TEXT TO READ:
········

I was wondering that myself. Another comparable is the EagleTac T20C2 Mk II with the R5. That's only 1.7 hours at 380 lumens. Is some magic going on with the M20 R5?


----------



## Ace12 (Apr 14, 2010)

JB said:


> I was wondering that myself. Another comparable is the EagleTac T20C2 Mk II with the R5. That's only 1.7 hours at 380 lumens. Is some magic going on with the M20 R5?


 

I think the eagle is OTF lumens and the Olight is emmiter lumens. The Eagletac may be driven harder.


----------



## uncle wong (Apr 14, 2010)

If latest version M20-R5 using the same driver from previous version M20.
1X18650 wont work well like previous problem 
U need CR123 push to max 
Correct me if i m wrong


----------



## CM2010 (Apr 15, 2010)

lloydh said:


> How does the M20 manage 4 hours at 320 lumens when the comparable Fenix TK11 only lasts 2.7 hours at 285 lumens? Even accounting for some marketing inflation that seems pretty significant.



In the instructions it says this is only with a 2500mAh 18650.

Postie just dropped mine off heres a few pics before i head off out:


----------



## uncle wong (Apr 15, 2010)

Plzz post some beamshot here


----------



## MattK (Apr 15, 2010)

Ace12 said:


> I think the eagle is OTF lumens and the Olight is emmiter lumens. The Eagletac may be driven harder.

········

WHAT THIS TASK INVOLVES: Reproduce the passage of the flashlight thread between "## uncle wong (Apr 14, 2010)" and "CM2010 (Apr 15, 2010)", inclusive. Answer using only what the flashlight thread says.

PROVIDED RECORDS:
········

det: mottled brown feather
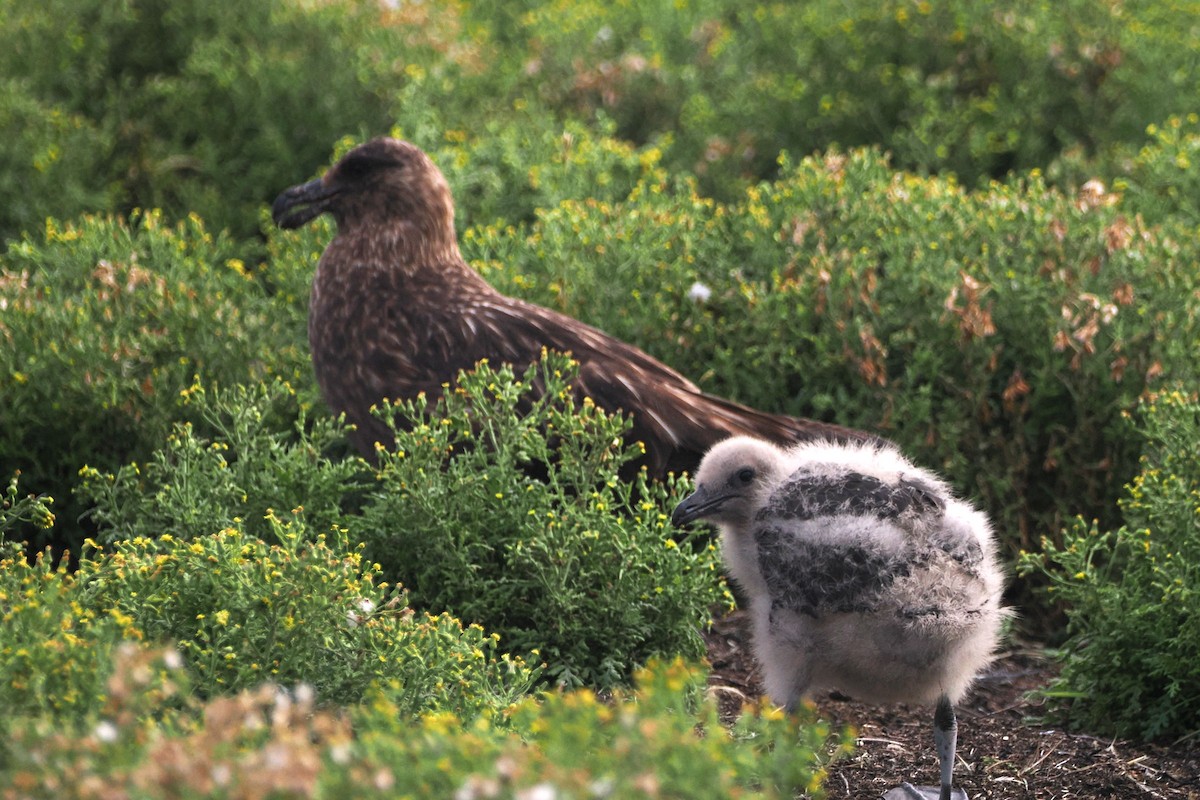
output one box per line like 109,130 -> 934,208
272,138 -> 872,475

········

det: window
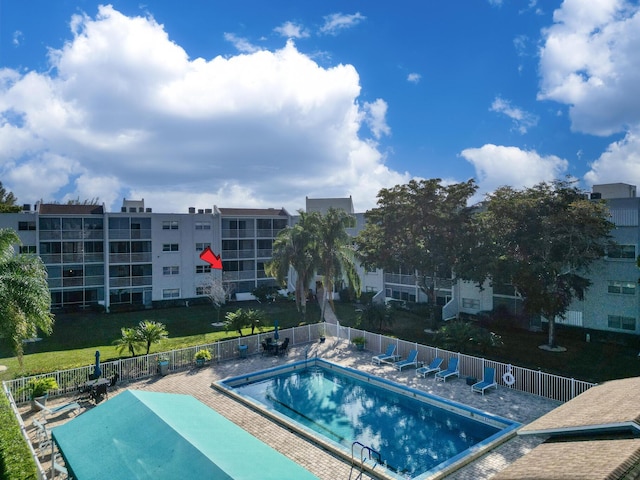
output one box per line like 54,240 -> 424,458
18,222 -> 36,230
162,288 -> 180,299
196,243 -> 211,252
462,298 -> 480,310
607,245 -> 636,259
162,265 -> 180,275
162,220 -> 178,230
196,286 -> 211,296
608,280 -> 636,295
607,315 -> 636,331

········

FULL RESPONSE:
## uncle wong (Apr 14, 2010)

If latest version M20-R5 using the same driver from previous version M20.
1X18650 wont work well like previous problem 
U need CR123 push to max 
Correct me if i m wrong


----------



## CM2010 (Apr 15, 2010)